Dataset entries

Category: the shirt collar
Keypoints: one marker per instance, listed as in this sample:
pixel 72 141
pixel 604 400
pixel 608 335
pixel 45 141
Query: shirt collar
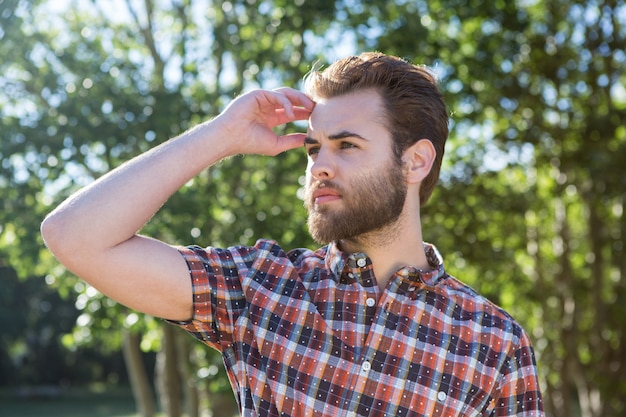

◆ Directions for this task
Your task is to write out, exactly and without pictures, only the lines from the one holding "Keypoints: one marker" to the last line of the data.

◆ Output for this exercise
Keypoints: one marker per instance, listed as in this sample:
pixel 72 141
pixel 604 400
pixel 608 335
pixel 45 141
Query: shirt collar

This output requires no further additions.